*Document section*:
______________________________

Wednesday, June 14, 2017

A Zen Moment

Form is Emptiness, Emptiness is Form.
The Heart Sutra



When I say something is done in a void, I mean the doing constitutes the entire universe. I write; the whole world writes. I am the world, there is nothing else. The world is nothing but the writing at that moment.

     The Buddha is reported to have said there is no abiding reality. Thus "you drink from an empty cup and listen to the sound of one hand clapping."

     How best to cope with estrangement from reality.

     Alienation is a mode of experience in which the person is estranged from himself and/or reality. To the existentialist life is a project to end this estrangement. From the ancients to Hegel the philosophical task was to find the universal essence, the immutableness of being - key Buddha's statement. Hegel was the last of this trend. Kierkegaard rejected this classical notion that man should seek universal essence objectively (Heaven) asserting that it should be found subjectively, within man  himself.

     If there is no abiding Real then whatever fills the moment becomes realities' surrogate.

     Does this mean that everything is permitted? Perhaps. Is the boundary condition only that there is no boundary? If there is no abiding reality on what basis is there morality?

     Plato uses Beauty to describe a way out of this conundrum. We can come to understand what is really going on here by realizing that we actually "see right through beauty, past the object, to the real itself." The Buddha, of course, is right. Were there an abiding reality then it would take on the characteristics of a material object. We need to understand that though it is indefinable, unknowable, unfathomable, the abiding reality is there, just not in a way sentient life forms can grasp. One cannot grasp, hold, own, Beauty, Truth, Moral Justice. A kind of Ontological Undecidability (Kelly Ross) is the result.

______________________________

*Material provided*:

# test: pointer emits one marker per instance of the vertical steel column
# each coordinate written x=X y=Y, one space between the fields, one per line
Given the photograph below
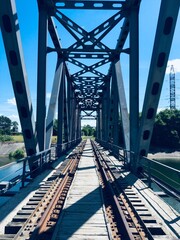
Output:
x=13 y=47
x=114 y=112
x=103 y=116
x=53 y=101
x=110 y=118
x=98 y=123
x=107 y=104
x=117 y=75
x=134 y=76
x=69 y=103
x=162 y=45
x=41 y=77
x=66 y=122
x=60 y=115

______________________________

*Work to complete*:
1. Retype the stretch of the Zen passage from "Alienation is a" through "within man  himself.".
2. Put every line of the records, not the Zen passage, into a JSON list of strings with one string per line, skipping blank lines and leaving out the pictures.
The records bear no relation to the passage.

*Answers below*:
1.
Alienation is a mode of experience in which the person is estranged from himself and/or reality. To the existentialist life is a project to end this estrangement. From the ancients to Hegel the philosophical task was to find the universal essence, the immutableness of being - key Buddha's statement. Hegel was the last of this trend. Kierkegaard rejected this classical notion that man should seek universal essence objectively (Heaven) asserting that it should be found subjectively, within man  himself.

2.
[
  "# test: pointer emits one marker per instance of the vertical steel column",
  "# each coordinate written x=X y=Y, one space between the fields, one per line",
  "Given the photograph below",
  "Output:",
  "x=13 y=47",
  "x=114 y=112",
  "x=103 y=116",
  "x=53 y=101",
  "x=110 y=118",
  "x=98 y=123",
  "x=107 y=104",
  "x=117 y=75",
  "x=134 y=76",
  "x=69 y=103",
  "x=162 y=45",
  "x=41 y=77",
  "x=66 y=122",
  "x=60 y=115"
]